— start —
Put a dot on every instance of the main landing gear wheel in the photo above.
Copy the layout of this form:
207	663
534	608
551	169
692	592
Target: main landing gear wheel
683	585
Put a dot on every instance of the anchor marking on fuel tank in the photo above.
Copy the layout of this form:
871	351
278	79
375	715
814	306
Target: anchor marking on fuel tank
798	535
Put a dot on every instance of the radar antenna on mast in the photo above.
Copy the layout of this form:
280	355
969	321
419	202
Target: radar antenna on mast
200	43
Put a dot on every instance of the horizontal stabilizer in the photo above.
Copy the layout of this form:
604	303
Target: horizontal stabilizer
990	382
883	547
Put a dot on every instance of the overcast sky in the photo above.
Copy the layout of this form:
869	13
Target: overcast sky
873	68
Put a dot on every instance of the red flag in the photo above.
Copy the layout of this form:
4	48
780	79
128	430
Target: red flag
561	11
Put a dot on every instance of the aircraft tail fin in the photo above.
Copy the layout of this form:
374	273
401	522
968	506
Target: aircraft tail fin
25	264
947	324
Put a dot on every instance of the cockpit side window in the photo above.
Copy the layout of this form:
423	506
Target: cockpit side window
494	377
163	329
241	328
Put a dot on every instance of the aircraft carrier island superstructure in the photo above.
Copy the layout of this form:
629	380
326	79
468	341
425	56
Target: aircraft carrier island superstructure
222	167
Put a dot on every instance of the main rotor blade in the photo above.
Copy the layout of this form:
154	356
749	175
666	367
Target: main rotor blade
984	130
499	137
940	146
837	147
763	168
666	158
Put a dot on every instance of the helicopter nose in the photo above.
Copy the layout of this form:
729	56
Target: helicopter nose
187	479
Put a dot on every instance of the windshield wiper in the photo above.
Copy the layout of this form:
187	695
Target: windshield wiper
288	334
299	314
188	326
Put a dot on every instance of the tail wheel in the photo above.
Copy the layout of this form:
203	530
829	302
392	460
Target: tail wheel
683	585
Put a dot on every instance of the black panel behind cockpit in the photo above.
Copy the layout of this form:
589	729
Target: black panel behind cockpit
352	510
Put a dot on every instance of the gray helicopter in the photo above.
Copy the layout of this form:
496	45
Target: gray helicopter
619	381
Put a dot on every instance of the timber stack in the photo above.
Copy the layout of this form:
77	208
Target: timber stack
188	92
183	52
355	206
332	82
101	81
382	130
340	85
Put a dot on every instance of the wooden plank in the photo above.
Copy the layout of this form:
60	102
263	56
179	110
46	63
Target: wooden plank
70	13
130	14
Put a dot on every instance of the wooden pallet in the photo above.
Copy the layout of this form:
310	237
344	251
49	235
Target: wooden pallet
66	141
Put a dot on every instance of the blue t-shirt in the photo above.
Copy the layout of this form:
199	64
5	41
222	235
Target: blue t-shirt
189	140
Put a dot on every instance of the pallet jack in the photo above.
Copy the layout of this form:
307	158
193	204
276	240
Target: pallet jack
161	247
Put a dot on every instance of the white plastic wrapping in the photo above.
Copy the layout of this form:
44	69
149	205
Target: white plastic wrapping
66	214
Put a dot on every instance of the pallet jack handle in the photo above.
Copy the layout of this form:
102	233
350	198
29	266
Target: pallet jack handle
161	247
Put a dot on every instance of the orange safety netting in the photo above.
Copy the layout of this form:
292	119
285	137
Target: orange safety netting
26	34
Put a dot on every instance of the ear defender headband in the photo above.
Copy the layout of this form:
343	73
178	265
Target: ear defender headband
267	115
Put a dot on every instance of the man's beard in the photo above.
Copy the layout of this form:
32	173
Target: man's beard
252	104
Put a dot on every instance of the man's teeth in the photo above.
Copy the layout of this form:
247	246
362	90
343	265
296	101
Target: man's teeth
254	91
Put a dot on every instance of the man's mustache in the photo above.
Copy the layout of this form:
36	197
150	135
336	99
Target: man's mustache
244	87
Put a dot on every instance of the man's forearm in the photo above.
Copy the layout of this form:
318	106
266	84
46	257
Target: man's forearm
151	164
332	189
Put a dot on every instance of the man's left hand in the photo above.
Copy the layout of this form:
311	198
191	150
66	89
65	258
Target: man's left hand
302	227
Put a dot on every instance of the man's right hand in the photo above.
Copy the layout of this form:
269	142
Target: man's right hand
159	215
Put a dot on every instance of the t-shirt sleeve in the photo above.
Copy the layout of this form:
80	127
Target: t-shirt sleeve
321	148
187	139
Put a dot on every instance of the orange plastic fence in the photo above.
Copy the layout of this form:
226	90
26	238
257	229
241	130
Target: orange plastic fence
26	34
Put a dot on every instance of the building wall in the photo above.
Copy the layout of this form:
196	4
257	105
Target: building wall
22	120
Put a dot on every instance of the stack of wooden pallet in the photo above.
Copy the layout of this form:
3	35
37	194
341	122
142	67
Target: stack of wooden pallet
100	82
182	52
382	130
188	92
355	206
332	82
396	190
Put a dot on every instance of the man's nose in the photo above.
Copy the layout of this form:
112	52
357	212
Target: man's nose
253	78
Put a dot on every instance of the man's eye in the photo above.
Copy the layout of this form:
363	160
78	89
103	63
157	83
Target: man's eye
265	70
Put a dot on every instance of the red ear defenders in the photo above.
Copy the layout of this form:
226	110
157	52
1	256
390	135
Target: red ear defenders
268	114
— end —
**TASK TO CARRY OUT:** Please repeat the listing above in full and exactly.

**REPLY TO THE TASK:**
Put a dot on every instance of the main landing gear wheel in the photo above.
Copy the layout of this form:
207	663
534	608
551	169
692	592
Target: main landing gear wheel
683	585
Put a dot on every instance of the anchor marking on fuel tank in the photo above.
Copy the layout of this form:
871	351
278	79
375	715
814	306
Target: anchor marking on fuel tank
798	535
Put a dot on every instance of the radar antenna on mast in the photo above.
Copy the layout of this form:
280	355
969	321
419	202
Target: radar antenna on mast
200	43
Put a dot on every instance of the horizontal stabilizer in the photo above.
Copy the layout of this form:
604	303
Target: horizontal stabilizer
990	382
883	547
Put a dot on every instance of the overcast sky in the photo above.
Copy the layout of this form:
869	13
Target: overcast sky
873	68
Put a dot on every instance of the red flag in the photo above.
Copy the layout of this form:
4	48
780	79
128	430
Target: red flag
561	11
Put a dot on every instance of the aircraft tail fin in the photo above.
Copy the layout of this form:
374	273
401	522
968	506
Target: aircraft tail fin
25	264
947	324
Put a dot on every instance of the cockpit side window in the photo above.
Copy the layout of this form:
423	506
Target: cockpit side window
494	377
163	329
241	328
Put a dot on every instance of the aircraft carrier island superstructure in the photo above.
Copy the layout of this form:
629	380
326	79
468	341
425	56
Target: aircraft carrier island superstructure
222	167
Put a dot on every instance of the main rotor blade in the photo above.
Copy the layout of this form:
154	356
749	175
666	367
Target: main rotor blade
984	130
499	137
940	146
837	147
763	168
666	158
Put a dot on every instance of the helicopter nose in the photo above.
Copy the layout of this form:
729	56
Target: helicopter nose
187	479
Put a dot on every instance of the windshield wiper in the photo above.
Copy the layout of this form:
187	695
Target: windshield wiper
288	334
299	314
188	326
Put a dot on every instance of the tail wheel in the photo above.
Copy the layout of this form:
203	530
829	302
392	460
Target: tail wheel
683	585
Put a dot on every instance of the black panel behind cockpit in the photo above.
Copy the layout of this form:
589	729
Target: black panel behind cockpit
352	510
Put a dot on every instance of the gray helicopter in the photo above.
Copy the layout of this form:
496	45
Target: gray helicopter
619	381
Put a dot on every instance of the timber stack in the photo above.
Copy the layout of this form:
77	208
Target: timber stack
188	92
183	52
355	206
332	82
101	81
382	130
340	85
Put a dot on every instance of the wooden plank in the photo above.
Copy the layout of this form:
60	102
263	56
179	110
46	63
Target: wooden plank
70	13
130	14
Put a dot on every instance of the wooden pallet in the photo above.
Copy the layout of this form:
310	237
344	251
49	235
Target: wooden pallet
66	141
Put a dot on every instance of the blue t-shirt in the photo above.
Copy the layout of this form:
199	64
5	41
222	235
Target: blue t-shirt
189	140
Put a dot on every instance of the pallet jack in the photo above.
Copy the layout of this form:
307	158
193	204
276	240
Target: pallet jack
161	247
Put a dot on every instance of the white plastic wrapping in the photo above.
Copy the layout of this form:
44	69
149	205
Target: white plastic wrapping
66	214
Put a dot on every instance of the pallet jack handle in the photo above.
Copy the layout of this form:
102	233
350	198
29	266
Target: pallet jack handle
161	247
Put a dot on every instance of the orange safety netting in the photo above.
Copy the layout of this form:
292	119
285	137
Target: orange safety netting
26	34
Put a dot on every instance of the ear defender headband in the photo above.
Copy the layout of this form:
343	73
178	265
Target: ear defender headband
267	115
Put a dot on every instance of the man's beard in the photo above.
Copy the layout of this form:
32	173
Target: man's beard
252	104
Put a dot on every instance of the man's teeth in the photo above.
Copy the layout of this form:
247	246
362	90
343	265
296	101
Target: man's teeth
254	91
Put a dot on every instance of the man's mustache in the photo above.
Copy the layout of this form:
36	197
150	135
336	99
Target: man's mustache
244	87
Put a dot on every instance of the man's forearm in the photo above.
Copy the layout of this form:
318	106
266	84
46	257
Target: man's forearm
151	164
332	189
Put a dot on every instance of the man's left hand in the photo above.
Copy the layout of this form:
311	198
191	150
66	89
65	258
Target: man's left hand
302	227
Put a dot on every instance of the man's right hand in the photo above.
Copy the layout of this form:
269	142
Target: man's right hand
159	215
Put a dot on every instance of the t-shirt sleeve in the photo above.
Copy the layout of this form:
80	127
Target: t-shirt sleeve
321	148
187	139
Put a dot on every instance of the orange plastic fence in the photo above.
Copy the layout of this form:
226	90
26	238
257	229
241	130
Target: orange plastic fence
26	34
Put a dot on every instance of the building wall in the photo above.
Copy the layout of this form:
196	4
257	105
Target: building wall
22	120
Put a dot on every instance of the stack of wooden pallet in the photo above.
Copy the layout of this form:
3	35
37	194
341	122
142	67
Target: stack of wooden pallet
100	82
182	52
382	130
188	92
355	206
332	82
396	190
Put a dot on every instance of the man's nose in the photo above.
Copy the layout of this form:
112	52
357	212
Target: man's nose
253	78
Put a dot on every instance of the man's eye in the photo above.
Copy the layout of this form:
363	160
78	89
103	63
157	83
Target: man's eye
265	70
Put a dot on every instance of the red ear defenders in the photo above.
Copy the layout of this form:
226	110
157	52
1	256
390	135
Target: red ear defenders
268	114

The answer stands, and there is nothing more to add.